[Supplied passage]
LaMalfa wrote off the governor’s description as “trying to have some fun there. Obviously, I didn’t drop to the floor of the garage and shake.”

Jim Reed

Photo By Alan Sheckter

There have also been accusations that LaMalfa is avoiding debates with Reed. Even the conservative Chico Enterprise-Record took him to task for doing so.

The candidates have had two debates, the latest one held in the studio of Redding’s KRCR-TV on Oct. 19. LaMalfa was asked about his views on abortion, bringing up the gaffe he made in September when he told a Redding Tea Party gathering that abortion had been linked to cancer. When called on the statement by KRCR reporter Mark Mester, LaMalfa said he’d been “misinformed” on the matter.

It’s been a rough campaign road for Reed as well, quite literally. In mid-September the Fall River tax attorney and second time candidate for Congress rolled his pick-up truck four times while driving along Interstate 5, where, according to a campaign press release, he’d been planting campaign signs. Reed suffered a broken wrist and his Dodge pickup was totaled.

[Source information]

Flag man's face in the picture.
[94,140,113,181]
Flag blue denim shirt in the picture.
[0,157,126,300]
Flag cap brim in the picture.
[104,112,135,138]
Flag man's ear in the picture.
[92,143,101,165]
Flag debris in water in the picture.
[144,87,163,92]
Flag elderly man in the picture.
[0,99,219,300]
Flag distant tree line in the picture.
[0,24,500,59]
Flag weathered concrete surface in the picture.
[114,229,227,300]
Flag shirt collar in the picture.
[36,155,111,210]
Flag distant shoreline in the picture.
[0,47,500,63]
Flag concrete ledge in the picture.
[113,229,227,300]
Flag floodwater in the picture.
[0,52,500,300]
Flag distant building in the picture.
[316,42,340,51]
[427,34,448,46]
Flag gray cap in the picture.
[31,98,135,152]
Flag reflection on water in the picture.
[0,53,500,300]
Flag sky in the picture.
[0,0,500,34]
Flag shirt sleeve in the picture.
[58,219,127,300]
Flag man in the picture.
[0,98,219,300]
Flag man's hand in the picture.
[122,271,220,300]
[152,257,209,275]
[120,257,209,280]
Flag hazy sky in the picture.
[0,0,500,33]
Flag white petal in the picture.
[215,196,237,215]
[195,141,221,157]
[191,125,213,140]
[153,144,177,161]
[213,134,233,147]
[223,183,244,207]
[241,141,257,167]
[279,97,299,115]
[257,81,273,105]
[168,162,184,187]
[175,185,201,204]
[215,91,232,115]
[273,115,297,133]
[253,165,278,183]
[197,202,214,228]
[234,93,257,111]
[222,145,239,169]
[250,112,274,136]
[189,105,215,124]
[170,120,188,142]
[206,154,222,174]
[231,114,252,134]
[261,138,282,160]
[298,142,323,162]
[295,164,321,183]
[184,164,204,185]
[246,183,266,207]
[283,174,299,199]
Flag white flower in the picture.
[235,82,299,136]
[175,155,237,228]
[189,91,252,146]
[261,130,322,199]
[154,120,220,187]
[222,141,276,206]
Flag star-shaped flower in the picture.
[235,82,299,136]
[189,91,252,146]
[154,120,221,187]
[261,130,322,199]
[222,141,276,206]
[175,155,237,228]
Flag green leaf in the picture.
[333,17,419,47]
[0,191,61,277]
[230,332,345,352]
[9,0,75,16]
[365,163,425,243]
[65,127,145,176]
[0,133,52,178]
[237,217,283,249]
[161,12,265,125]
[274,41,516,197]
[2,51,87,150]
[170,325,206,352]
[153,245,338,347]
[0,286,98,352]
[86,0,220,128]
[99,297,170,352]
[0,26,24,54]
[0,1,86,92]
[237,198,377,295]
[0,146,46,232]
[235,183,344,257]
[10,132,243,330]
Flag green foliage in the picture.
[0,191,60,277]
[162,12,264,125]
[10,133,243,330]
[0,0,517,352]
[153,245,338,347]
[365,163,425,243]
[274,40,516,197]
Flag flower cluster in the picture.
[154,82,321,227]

[Task requirements]
**A.** Summarize the passage on the LaMalfa–Reed race in two sentences.
**B.** According to the passage on the LaMalfa–Reed race, how many times did Reed's pickup truck roll?
**C.** Continue the passage on the LaMalfa–Reed race from its final sentence.
The records have no role in any of this work.

[Answers per task]
**A.** LaMalfa has been accused of avoiding debates with Reed, and even the conservative Chico Enterprise-Record criticized him for it. At their Oct. 19 debate on KRCR-TV, he said he had been "misinformed" when he linked abortion to cancer, while Reed had broken his wrist in mid-September when he rolled his pickup on Interstate 5.

**B.** Four times.

**C.**
At their most recent debate Reed also criticized LaMalfa’s opposition to the lumber tax bill, which requires retailers to add a 1 percent tax on lumber sold in the state to raise $30 million annually to pay for regulatory oversight of the timber industry. The tax, Reed pointed out, was backed by the industry, and LaMalfa’s vote against it was not in district’s best interest.

The candidates also differed on President Obama’s Affordable Care Act. LaMalfa vowed to help repeal it, calling it an insult to American ingenuity. Reed said it had already brought numerous benefits to Americans, including those with pre-existing conditions who’d been denied insurance coverage.

He said the law needs to be tweaked, not killed.

“It always bothers me that people say we just need to repeal it. No, we need to fix it,” Reed said. “If we throw out Obamacare altogether, it may be another 75 years before we get back to where we were with these good things.”

Reed has said that he’s optimistic about the nation’s economy and that it’s high time to fix the blame for the economic mess on Wall Street.

“The Occupy movement has really drawn attention to the fact that Wall Street got us into this mess,” he said. “And it really is a terrible mess. It’s obviously worse than anything we’ve seen since the Great Depression.”

The problem, he said, is that Wall Street has turned into the largest gambling casino in the world, with day traders investing not to support and help grow business, but rather to make a quick buck.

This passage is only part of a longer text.